* Excerpt:
════════════════
Lackawanna Pants Mfg. Co. v. Wiseman

Decision Date09 February 1943
Docket NumberNo. 9257.,9257.
Citation133 F.2d 482
PartiesLACKAWANNA PANTS MFG. CO. et al. v. WISEMAN.
CourtU.S. Court of Appeals — Sixth Circuit

Rhodes & Rhodes, of Detroit, Mich., for appellants.

Field, Lovejoy & Kaplan, of Detroit, Mich., and Harvey Bielfield, of Hamtramck, Mich., for appellee.

Before HICKS, SIMONS and ALLEN, Circuit Judges.

SIMONS, Circuit Judge.

The appellants filed a reclamation petition against assets of the bankrupt estate in the hands of the receiver, based upon a recorded purchase money chattel mortgage executed more than one year prior to the filing of the bankruptcy petition. The receiver contested, the referee held the mortgage invalid, and the District Court affirmed. The mortgagee and the assignee of a part interest therein, appealed.

The bankrupt corporation was wholly owned and controlled by the four Kahrnoff brothers. The mortgagee was originally one Koppelman who assigned the mortgage to the Lackawanna Pants Company of which he is the senior partner, the partnership later assigning an interest therein to the appellant Davidson as will later appear. The circumstances leading to the execution of the mortgage follow. Prior to the organization of the bankrupt corporation the Kahrnoff brothers were doing business at the same address under the style "Raymond's Inc." and "Raymond's Cut Rate." Raymond's Inc. was a corporation in which all of the brothers were interested. Raymond's Cut Rate was owned and operated by Harry, one of the brothers, individually. In 1938 both concerns were in financial difficulties and executed trust mortgages for the benefit of creditors. Bankruptcy proceedings were started against Harry Kahrnoff, and a receiver was appointed. By agreement between the bankruptcy receiver and the trustee under the mortgage of Raymond's Inc., the trustee foreclosed upon the latter's trust mortgage and offered the property of both insolvents for sale simultaneously. Together the stocks had cost $18,609.73 and their total appraised value was $11,131.65.

The largest creditor of the Kahrnoffs was the Lackawanna Pants Company to which they owed $5,795.32. Part of this indebtedness was claimed to have resulted from a delivery of goods on consignment for return of which a replevin action had been brought. Koppelman attended the sale on behalf of Lackawanna with the expectation of recouping its losses if he could buy the stocks cheaply enough. The assets were sold to him and one Marcus, a stockbuyer, for $7500, the money for the purchase being furnished by Koppelman. Almost immediately thereafter Koppelman, upon the alleged assertion of Marcus that he was unable to finance his share of the purchase, paid Marcus $750 for his interest.
════════════════
* Tasks to carry out:
[A] Identify every row below that contains the string "faucet", and copy each one out in full.
[B] Extend the court opinion above on the disputed chattel mortgage, picking up right after its last sentence.
════════════════
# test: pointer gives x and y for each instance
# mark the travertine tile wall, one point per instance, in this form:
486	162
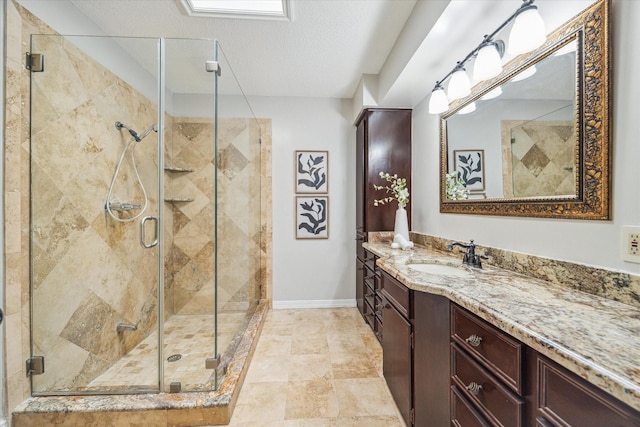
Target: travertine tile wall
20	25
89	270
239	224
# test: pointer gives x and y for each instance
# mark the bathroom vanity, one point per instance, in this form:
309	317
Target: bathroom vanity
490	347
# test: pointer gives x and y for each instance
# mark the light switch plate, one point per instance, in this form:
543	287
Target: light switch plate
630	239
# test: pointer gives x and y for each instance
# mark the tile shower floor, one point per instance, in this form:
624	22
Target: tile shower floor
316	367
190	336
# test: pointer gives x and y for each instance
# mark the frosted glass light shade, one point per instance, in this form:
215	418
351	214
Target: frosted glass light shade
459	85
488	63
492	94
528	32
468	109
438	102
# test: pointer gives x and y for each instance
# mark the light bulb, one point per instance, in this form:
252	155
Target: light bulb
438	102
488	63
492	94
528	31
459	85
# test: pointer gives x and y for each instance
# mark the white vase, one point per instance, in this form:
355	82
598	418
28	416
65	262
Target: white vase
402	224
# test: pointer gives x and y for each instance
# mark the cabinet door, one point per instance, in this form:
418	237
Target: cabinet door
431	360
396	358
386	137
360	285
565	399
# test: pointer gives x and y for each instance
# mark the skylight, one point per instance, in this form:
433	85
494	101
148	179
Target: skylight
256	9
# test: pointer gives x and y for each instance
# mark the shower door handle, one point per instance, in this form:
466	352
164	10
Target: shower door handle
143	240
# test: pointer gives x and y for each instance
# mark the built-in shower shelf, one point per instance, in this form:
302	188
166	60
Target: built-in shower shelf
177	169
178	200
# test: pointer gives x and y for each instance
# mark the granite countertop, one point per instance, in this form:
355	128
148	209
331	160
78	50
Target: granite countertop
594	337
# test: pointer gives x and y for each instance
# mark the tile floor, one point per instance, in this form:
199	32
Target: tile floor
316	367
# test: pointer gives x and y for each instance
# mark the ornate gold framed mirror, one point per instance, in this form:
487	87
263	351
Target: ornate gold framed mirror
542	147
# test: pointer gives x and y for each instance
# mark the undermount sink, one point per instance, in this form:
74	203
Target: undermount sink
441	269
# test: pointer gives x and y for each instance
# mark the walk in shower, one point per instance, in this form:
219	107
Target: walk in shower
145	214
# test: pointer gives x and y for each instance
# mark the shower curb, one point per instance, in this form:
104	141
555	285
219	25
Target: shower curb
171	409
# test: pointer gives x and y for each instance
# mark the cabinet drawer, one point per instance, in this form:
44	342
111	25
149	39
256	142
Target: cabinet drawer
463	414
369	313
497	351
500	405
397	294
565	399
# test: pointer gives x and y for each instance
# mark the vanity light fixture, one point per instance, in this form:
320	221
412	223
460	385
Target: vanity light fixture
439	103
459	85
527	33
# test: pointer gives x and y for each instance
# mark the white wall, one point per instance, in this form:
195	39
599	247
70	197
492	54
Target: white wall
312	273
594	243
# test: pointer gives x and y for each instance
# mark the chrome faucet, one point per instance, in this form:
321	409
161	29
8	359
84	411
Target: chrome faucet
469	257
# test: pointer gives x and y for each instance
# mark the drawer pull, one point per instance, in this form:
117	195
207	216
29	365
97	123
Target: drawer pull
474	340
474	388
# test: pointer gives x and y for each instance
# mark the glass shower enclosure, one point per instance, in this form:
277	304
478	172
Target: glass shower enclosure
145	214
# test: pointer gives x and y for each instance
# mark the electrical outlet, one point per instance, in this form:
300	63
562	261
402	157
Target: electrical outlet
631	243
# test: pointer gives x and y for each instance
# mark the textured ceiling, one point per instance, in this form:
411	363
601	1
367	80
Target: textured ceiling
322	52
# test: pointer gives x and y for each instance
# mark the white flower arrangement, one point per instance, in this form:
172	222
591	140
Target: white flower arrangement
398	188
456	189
════════════════
* Responses by task:
[A]
# mark the chrome faucet, one point per instance, in this form:
Target: chrome faucet

[B]
The Kahrnoffs desired to remain in business, but having no money with which to repurchase the stocks Koppelman agreed to resell to them without any down payment, provided the price was made high enough to cover not only Koppelman's purchase price and expenses but also the previous indebtedness of the Kahrnoffs to Lackawanna. The price finally agreed upon was $13,275. A corporation was promptly organized to take title under the style "Monroe Merchandising Company," to which Koppelman gave a bill of sale and from which he received a promissory note secured by chattel mortgage upon the stocks. The mortgage obligated the corporation to pay $250 a week upon the principal, without interest, and was to extend both to after-acquired property of the mortgagor and to any further advances or sales to be made to it by the mortgagee. The note required the weekly payments to be made on Monday of each week, but the mortgage required checks to be mailed to Koppelman each Sunday.

The sale of the Kahrnoff stocks took place on Thursday, July 7, 1938. The mortgage was executed in the afternoon of Friday, July 8, and recorded the following Monday, July 11. It purported to have been authorized at a directors' meeting of the corporation on Friday. Of three directors two were present, and agreed to the execution of the mortgage. The third director, one Harry Cohen, had no notice of the meeting, nor did he waive it. Shortly after the execution of the mortgage Koppelman assigned it to Lackawanna. The Kahrnoffs promptly reopened their store and one of their first acts was to place an order with one Baker for $33 worth of neckties. Baker received the order on July 8 and at once set aside the merchandise. It was not, however, delivered to the bankrupt till the 11th, after the recording of the mortgage. Baker was paid in full for the shipment before he had extended further credit to the corporation.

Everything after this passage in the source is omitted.